[Фрагмент текста]
•••
Грех симпатичный, грех добродушный, грех очаровательный, грех «чистый» — вот коронное блюдо этой кухни. Не римлянин Скшетуский, а грешник Кмичиц — типичный герой Сенкевича. Кмичицам и винициям позволено грешить при условии, что грех идет от избытка жизненных сил и от чистого сердца. Сенкевич осуществил то освобождение греха, которое всегда было необходимостью польского развития… но на каком уровне! Различие между изначальным стремлением к красоте и кокетством состоит в том, что в первом случае мы хотим нравиться себе, а во втором нам достаточно очаровывать других. Но поляки издавна практиковали небескорыстную красоту, всегда во имя каких-то других, причем более высоких, соображений; так что же удивляться, что Мицкевич, несмотря ни на что в большой мере бескорыстный и мощный, постепенно перерос в Сенкевича, являющего собой уже неприкрытую жажду нравиться любой ценой. Он в первую очередь хотел нравиться читателю. А во-вторых, он хотел, чтобы один поляк нравился другому поляку, и чтобы народ нравился всем полякам. В-третьих, он жаждал, чтобы польский народ нравился другим народам.
•••
[Записи для обработки]
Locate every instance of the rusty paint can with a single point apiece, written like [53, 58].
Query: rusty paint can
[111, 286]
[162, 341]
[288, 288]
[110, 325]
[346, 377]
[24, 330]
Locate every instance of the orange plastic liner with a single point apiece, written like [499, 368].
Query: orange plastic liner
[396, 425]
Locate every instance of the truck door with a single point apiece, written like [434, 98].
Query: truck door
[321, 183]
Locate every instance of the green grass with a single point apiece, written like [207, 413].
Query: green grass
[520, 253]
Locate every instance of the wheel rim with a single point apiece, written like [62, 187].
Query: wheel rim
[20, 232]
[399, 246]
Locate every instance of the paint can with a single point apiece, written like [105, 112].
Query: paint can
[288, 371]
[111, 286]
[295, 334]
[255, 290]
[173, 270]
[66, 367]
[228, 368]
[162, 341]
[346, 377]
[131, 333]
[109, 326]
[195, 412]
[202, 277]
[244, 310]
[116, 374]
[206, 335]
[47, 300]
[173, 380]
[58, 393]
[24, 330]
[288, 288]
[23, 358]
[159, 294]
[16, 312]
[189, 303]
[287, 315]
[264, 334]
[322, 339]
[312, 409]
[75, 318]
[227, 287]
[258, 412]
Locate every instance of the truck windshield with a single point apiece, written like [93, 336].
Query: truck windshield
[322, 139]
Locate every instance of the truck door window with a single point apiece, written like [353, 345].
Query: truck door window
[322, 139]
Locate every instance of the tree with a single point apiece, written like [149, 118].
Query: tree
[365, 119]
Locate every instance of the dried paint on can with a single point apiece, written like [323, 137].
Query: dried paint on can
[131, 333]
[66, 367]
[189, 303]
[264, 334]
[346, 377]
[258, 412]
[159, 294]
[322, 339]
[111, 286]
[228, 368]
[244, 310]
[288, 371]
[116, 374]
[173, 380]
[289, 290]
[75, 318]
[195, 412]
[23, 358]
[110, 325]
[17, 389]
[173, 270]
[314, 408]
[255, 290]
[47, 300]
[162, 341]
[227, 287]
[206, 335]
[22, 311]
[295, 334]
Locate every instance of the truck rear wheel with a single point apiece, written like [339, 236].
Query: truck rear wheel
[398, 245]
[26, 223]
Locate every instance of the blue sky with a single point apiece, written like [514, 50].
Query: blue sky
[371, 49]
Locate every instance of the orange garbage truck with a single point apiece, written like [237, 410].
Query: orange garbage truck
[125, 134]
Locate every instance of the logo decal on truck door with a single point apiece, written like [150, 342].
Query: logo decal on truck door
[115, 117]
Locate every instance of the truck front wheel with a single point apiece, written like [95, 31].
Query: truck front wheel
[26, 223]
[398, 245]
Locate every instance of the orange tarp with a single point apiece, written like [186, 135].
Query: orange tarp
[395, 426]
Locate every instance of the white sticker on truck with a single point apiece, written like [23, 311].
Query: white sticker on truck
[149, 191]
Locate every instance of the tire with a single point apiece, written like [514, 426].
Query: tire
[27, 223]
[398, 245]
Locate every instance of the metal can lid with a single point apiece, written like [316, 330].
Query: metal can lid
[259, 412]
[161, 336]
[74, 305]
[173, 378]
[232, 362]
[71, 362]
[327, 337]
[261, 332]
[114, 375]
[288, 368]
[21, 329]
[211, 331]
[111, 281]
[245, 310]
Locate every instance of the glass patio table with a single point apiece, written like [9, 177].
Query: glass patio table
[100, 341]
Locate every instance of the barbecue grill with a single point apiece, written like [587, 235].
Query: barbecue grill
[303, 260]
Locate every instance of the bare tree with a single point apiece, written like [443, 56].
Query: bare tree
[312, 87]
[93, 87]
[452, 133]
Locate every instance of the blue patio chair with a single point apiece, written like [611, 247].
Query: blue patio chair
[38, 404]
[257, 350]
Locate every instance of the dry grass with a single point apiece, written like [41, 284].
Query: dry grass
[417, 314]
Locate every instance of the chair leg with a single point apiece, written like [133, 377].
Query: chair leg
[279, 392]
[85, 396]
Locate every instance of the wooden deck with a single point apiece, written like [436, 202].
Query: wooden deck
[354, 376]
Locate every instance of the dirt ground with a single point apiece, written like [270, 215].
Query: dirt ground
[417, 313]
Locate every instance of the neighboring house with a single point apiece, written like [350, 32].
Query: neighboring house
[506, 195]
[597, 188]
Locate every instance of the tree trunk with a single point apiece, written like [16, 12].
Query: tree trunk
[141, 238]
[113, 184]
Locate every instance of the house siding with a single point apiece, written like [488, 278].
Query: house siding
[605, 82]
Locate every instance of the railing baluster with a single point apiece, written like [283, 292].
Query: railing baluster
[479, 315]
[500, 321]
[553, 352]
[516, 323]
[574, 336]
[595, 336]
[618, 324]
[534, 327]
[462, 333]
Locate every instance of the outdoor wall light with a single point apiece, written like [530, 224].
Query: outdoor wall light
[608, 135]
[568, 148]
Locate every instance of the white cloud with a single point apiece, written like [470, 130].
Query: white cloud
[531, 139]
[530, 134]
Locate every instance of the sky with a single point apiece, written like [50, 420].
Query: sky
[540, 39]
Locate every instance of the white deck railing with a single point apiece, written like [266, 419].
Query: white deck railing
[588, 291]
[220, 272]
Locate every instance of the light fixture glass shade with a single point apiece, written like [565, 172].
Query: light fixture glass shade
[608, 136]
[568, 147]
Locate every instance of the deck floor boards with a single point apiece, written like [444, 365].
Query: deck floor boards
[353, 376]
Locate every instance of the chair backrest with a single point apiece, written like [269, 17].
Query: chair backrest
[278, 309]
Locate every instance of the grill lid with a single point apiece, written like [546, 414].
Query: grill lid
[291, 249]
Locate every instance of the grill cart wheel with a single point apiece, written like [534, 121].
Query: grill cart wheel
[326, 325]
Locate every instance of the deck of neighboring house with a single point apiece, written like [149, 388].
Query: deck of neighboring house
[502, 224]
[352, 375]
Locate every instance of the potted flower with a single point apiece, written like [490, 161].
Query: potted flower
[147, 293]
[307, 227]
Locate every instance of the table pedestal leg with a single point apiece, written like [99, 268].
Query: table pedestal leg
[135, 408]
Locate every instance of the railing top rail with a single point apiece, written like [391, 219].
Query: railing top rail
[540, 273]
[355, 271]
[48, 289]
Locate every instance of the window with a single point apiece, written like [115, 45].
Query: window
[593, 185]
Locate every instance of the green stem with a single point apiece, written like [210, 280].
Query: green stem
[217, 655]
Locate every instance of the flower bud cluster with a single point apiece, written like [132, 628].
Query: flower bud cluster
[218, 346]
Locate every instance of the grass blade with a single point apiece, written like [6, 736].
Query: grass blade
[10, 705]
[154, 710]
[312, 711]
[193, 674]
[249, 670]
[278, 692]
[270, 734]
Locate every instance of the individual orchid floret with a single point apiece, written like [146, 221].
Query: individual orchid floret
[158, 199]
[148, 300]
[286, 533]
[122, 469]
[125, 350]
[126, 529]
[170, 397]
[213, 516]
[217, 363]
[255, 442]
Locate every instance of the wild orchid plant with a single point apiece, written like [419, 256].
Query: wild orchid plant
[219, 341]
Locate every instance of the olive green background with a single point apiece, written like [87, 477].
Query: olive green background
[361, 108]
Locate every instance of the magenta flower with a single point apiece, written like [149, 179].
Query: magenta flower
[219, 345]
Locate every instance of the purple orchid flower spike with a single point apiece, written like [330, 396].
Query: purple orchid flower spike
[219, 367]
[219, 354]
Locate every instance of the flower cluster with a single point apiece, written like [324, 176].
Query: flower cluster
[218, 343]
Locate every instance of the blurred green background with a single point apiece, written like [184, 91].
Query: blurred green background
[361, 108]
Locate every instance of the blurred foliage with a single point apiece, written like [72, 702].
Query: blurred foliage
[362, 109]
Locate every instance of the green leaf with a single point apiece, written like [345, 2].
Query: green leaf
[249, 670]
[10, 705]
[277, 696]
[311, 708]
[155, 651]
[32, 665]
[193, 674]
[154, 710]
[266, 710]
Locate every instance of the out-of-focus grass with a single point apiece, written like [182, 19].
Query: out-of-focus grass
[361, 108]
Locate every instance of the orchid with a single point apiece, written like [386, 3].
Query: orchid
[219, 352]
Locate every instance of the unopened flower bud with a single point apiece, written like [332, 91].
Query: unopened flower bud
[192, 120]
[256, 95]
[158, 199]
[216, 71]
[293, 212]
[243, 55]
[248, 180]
•••
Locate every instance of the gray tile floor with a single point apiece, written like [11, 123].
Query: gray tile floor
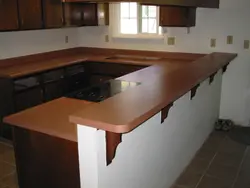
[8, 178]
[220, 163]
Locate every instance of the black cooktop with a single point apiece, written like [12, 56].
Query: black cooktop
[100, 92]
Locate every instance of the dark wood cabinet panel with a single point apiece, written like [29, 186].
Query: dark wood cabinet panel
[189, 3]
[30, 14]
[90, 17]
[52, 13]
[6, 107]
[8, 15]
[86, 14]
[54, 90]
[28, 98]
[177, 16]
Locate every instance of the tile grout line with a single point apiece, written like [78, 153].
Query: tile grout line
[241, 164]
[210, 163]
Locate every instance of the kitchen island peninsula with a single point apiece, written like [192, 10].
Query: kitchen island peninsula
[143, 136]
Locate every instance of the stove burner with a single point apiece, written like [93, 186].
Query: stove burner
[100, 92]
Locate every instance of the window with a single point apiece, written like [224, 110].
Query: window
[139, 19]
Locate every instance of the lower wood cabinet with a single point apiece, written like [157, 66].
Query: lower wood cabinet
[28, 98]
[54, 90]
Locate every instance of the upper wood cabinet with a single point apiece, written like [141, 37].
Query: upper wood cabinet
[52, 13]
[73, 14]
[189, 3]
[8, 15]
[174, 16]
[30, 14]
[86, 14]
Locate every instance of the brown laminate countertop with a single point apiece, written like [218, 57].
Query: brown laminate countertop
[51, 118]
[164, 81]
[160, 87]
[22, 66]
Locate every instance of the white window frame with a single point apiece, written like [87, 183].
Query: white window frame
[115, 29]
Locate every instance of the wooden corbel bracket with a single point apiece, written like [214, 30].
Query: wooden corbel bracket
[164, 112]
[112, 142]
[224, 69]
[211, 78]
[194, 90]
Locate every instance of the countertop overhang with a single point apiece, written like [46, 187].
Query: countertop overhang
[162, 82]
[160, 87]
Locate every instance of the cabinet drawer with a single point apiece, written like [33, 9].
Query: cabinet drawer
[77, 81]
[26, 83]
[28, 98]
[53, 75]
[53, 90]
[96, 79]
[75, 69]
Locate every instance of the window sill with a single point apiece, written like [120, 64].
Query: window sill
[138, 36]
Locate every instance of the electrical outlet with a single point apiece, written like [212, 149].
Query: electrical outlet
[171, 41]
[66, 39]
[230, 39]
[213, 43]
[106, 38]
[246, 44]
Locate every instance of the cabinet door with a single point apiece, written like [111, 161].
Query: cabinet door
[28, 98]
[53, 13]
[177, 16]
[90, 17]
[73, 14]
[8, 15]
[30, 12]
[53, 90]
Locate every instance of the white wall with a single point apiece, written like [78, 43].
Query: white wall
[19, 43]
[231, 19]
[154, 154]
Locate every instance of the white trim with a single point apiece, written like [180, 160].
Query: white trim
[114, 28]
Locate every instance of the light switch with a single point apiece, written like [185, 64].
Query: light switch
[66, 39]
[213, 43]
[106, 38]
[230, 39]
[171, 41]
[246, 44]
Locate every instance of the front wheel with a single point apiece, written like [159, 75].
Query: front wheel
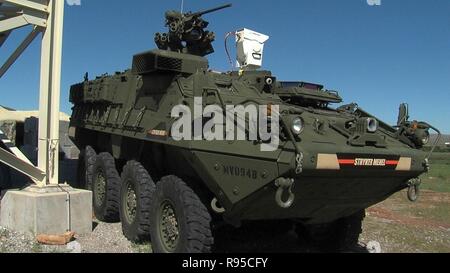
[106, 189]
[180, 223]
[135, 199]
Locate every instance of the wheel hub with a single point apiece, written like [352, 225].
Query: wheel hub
•••
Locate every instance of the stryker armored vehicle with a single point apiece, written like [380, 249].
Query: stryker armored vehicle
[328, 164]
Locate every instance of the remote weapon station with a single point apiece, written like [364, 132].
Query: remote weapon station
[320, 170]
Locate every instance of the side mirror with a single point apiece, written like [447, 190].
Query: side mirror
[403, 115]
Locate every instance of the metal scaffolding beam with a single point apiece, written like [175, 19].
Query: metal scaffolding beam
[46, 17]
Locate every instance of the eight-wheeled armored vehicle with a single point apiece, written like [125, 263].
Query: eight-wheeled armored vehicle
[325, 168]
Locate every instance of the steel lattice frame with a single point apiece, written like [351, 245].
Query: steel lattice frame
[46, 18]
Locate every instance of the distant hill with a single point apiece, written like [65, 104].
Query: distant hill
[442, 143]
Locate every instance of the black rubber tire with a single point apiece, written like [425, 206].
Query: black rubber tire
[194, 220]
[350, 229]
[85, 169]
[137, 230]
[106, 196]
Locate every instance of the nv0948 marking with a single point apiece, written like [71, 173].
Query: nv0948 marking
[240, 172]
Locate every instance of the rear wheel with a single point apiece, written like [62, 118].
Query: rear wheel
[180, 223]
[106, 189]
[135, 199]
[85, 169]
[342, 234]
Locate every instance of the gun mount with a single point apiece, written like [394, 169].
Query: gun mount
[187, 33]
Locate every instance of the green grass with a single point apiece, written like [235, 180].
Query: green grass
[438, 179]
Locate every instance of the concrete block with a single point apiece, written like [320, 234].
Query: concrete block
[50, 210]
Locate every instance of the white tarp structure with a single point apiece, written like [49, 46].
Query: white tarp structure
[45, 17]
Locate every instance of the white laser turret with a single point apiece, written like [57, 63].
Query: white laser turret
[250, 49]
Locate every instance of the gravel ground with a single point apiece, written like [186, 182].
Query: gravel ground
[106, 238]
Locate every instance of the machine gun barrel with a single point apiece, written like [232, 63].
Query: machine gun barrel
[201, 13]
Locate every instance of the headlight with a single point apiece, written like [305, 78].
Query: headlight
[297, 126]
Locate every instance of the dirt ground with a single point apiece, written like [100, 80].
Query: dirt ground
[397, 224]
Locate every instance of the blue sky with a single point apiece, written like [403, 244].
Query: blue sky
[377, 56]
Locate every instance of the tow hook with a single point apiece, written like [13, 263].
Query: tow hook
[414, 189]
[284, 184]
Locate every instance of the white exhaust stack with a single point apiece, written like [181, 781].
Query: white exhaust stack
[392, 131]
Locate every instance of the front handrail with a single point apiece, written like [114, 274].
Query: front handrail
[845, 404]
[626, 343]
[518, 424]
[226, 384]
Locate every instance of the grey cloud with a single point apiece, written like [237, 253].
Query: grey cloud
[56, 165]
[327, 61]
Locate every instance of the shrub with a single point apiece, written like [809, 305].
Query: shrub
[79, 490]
•••
[Рабочие задания]
**A)** Кто, согласно фрагменту текста о Сенкевиче, является типичным героем Сенкевича?
**B)** Определите все строки записей, в которых встречается слово «siding», и выпишите их с учетом регистра.

[Ответы к задачам]
**A)** Типичный герой Сенкевича — грешник Кмичиц.

**B)**
Locate every instance of the house siding with a single point apiece, written like [488, 278].
Query: house siding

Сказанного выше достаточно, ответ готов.